Transcribe every record as it stands and set the images aside.

START Material for this exercise

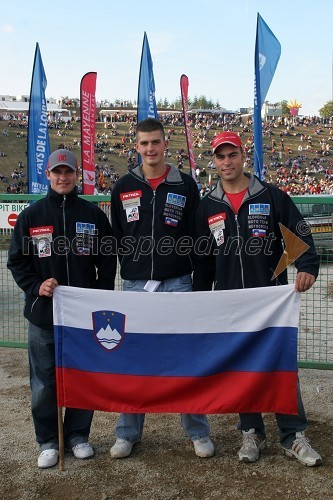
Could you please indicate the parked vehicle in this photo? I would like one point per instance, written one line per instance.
(320, 218)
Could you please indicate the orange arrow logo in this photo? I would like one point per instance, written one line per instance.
(294, 248)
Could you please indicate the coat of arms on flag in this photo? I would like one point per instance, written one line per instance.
(108, 327)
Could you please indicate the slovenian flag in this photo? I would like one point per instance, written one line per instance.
(195, 352)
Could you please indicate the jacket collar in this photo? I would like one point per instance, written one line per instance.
(172, 177)
(59, 198)
(255, 187)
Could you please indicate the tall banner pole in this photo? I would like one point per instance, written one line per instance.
(88, 127)
(38, 134)
(184, 83)
(146, 89)
(266, 58)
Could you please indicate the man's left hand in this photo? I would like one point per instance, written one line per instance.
(304, 281)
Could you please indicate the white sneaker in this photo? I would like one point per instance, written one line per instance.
(203, 447)
(301, 449)
(252, 444)
(121, 449)
(48, 458)
(83, 450)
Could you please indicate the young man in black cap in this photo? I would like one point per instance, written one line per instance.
(240, 221)
(57, 241)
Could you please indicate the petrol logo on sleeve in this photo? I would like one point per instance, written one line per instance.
(173, 209)
(259, 208)
(131, 199)
(132, 214)
(216, 222)
(85, 231)
(42, 237)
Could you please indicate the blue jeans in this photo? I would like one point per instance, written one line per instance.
(130, 425)
(288, 424)
(44, 396)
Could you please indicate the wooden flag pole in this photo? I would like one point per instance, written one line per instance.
(61, 439)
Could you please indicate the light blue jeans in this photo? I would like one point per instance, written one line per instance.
(288, 424)
(130, 425)
(44, 396)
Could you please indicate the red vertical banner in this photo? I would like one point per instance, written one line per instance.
(184, 93)
(88, 125)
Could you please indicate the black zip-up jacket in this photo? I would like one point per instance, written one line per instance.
(60, 236)
(154, 229)
(245, 252)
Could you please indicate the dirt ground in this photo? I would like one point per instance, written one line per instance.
(163, 465)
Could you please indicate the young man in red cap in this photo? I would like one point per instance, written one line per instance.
(57, 241)
(243, 212)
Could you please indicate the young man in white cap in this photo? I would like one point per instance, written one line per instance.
(57, 241)
(242, 214)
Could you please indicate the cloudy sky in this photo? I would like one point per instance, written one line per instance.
(211, 41)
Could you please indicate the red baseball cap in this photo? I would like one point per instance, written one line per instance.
(226, 138)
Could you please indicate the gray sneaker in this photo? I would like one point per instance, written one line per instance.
(121, 449)
(252, 444)
(302, 451)
(203, 447)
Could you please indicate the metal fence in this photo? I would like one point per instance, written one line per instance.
(315, 345)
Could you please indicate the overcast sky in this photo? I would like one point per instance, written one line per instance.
(211, 41)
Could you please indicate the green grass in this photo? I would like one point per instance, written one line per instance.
(15, 147)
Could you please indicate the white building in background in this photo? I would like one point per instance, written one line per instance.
(11, 105)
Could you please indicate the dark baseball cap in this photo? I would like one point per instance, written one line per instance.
(62, 157)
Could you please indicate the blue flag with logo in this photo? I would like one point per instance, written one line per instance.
(146, 94)
(266, 58)
(38, 134)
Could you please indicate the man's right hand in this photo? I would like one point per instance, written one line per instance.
(47, 287)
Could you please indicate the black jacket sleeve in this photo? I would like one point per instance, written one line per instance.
(204, 259)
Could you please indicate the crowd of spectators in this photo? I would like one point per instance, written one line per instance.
(298, 151)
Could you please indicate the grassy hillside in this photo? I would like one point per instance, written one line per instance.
(14, 146)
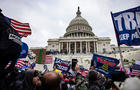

END Material for this exercise

:: Exercise solution ::
Could you please indicate the parked vehicle in this photo? I would like one point per instance, written one line per instance.
(320, 218)
Could you please indicate the orange arrow logo in this photo? I would like one point per instance, written one line per instance.
(294, 248)
Could you please indicate the coat of arms on flag in this photo? I would like one point per instance, written one line per instance.
(108, 327)
Could you please indicate the slovenian flag in this photo? I would like one point per instance, written one line per instance.
(195, 352)
Could you please indicate the jacket collar in this photo? I would like one point per instance, written one line per instance.
(172, 177)
(59, 198)
(255, 187)
Could you please indicate the tall banner pole in this photo? I would like one point per instance, written one line per instance.
(88, 127)
(38, 134)
(184, 83)
(146, 89)
(266, 58)
Could you please indicate the man's left hand in this photo? I would like one point per instance, written one line per instance.
(304, 281)
Could you please indicate the white sneaker in this photo? I would like one point per instance, written one line per instance.
(203, 447)
(301, 449)
(252, 444)
(121, 449)
(48, 458)
(83, 450)
Could you please indicate the young man in black cap in this photo? I would like one point per instance, written one line per instance.
(240, 221)
(57, 241)
Could you please indicate the petrol logo on sleeve in this photo? I would like one point per instance, written one line per instance.
(173, 209)
(259, 208)
(131, 199)
(132, 214)
(216, 222)
(85, 231)
(42, 237)
Could you please indicate the blue jeans in this photo? I would like one point per instance, written one line per instance.
(130, 425)
(288, 424)
(44, 396)
Could you please indicate the wooden flag pole in this photo? I would like one point per instance, written one line per instance.
(61, 439)
Could you please indicate the light blue jeans in this photo? I would like one point per instance, written one line per instance.
(288, 424)
(130, 425)
(44, 396)
Could you please indicate the red vertical banner in this photo? I would like one point per instance, written one line per instance.
(184, 93)
(88, 125)
Could you please indicate the black zip-up jacket in this photo? I would like one point per instance, written one line per instance.
(60, 236)
(154, 229)
(245, 252)
Could you please indicate the dirt ground in this photo? I would like one point per instance, written one line per instance.
(163, 465)
Could you please indicate the young man in red cap in this photo? I would like one point per instance, written one line per instance.
(57, 241)
(243, 212)
Could you please indicate the young man in white cap in this photo? I would like one point per instance, written one line per instance.
(57, 241)
(242, 214)
Could you please indicate the cloudy sky in this photo? I would like one point per instance, written one line per instance.
(211, 41)
Could you please indicate the red baseball cap in this photo? I would like one point per instance, written one line per instance.
(226, 138)
Could you please indicate the gray sneaker in this photo? I would like one point per instance, written one line per instance.
(121, 449)
(252, 444)
(302, 451)
(203, 447)
Could you please indicate the metal fence in this photo? I would like one point per instance, written one line per instance.
(315, 345)
Could you please indicate the overcast sky in this photo? I would like one point per instance, written one line per instance.
(211, 41)
Could you please indicate the green grass in this photo? I would like one point per instance, written one line per instance.
(15, 147)
Could you please indicate the white building in background in this photo? I would like one point per instance, written one line per instance.
(11, 105)
Could you please indicate the dark baseball cap in this photo? I would like one point per instance, written one line per instance.
(62, 157)
Could you please indicate the blue flag with logo in this photo? I would like one point per instance, written one line per instance.
(146, 94)
(266, 58)
(38, 134)
Could you please indicate the man's right hand in this photo? I would like one point per instance, written one line per instance.
(47, 287)
Could you please indicate the black jacket sleeve in this photo? I would like one point per instance, written one line per instance.
(204, 259)
Could you please indicate the crowd of spectators in this photo? I would like one point per instance, written one line per instance.
(298, 151)
Could you please indicate the grassy hillside in this photo? I would like one point per instance, written one line per instance.
(14, 146)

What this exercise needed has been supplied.